### What is being asked
Among the entries below, which lines include the string "object"? Show each one.
Material provided Start Marker
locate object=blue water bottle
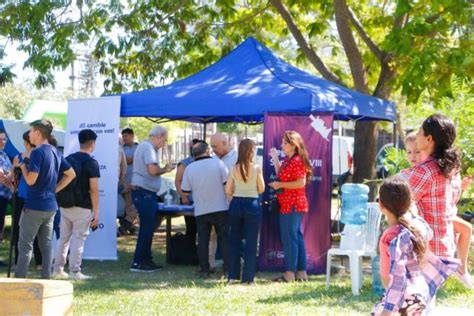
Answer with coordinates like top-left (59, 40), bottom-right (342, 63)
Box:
top-left (340, 183), bottom-right (369, 225)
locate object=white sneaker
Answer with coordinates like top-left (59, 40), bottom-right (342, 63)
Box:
top-left (52, 269), bottom-right (69, 279)
top-left (455, 271), bottom-right (473, 289)
top-left (68, 271), bottom-right (93, 280)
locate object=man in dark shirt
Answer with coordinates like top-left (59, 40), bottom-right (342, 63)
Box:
top-left (14, 119), bottom-right (75, 279)
top-left (53, 129), bottom-right (100, 280)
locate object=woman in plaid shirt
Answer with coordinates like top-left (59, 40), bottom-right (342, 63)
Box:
top-left (408, 114), bottom-right (461, 260)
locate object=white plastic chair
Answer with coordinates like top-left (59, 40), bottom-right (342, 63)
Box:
top-left (326, 202), bottom-right (382, 295)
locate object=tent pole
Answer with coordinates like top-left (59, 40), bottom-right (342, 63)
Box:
top-left (337, 122), bottom-right (342, 234)
top-left (203, 123), bottom-right (207, 142)
top-left (393, 122), bottom-right (398, 150)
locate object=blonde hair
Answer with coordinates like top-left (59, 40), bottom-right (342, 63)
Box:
top-left (405, 131), bottom-right (417, 143)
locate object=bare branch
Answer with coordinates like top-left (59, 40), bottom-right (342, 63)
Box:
top-left (334, 0), bottom-right (368, 93)
top-left (347, 7), bottom-right (383, 61)
top-left (140, 0), bottom-right (189, 35)
top-left (270, 0), bottom-right (344, 86)
top-left (372, 12), bottom-right (408, 98)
Material provided End Marker
### Output for this exercise
locate object=blue water bottle
locate object=white sneaker
locate object=man in dark shirt
locate object=woman in plaid shirt
locate object=white plastic chair
locate object=tent pole
locate object=blonde hair
locate object=bare branch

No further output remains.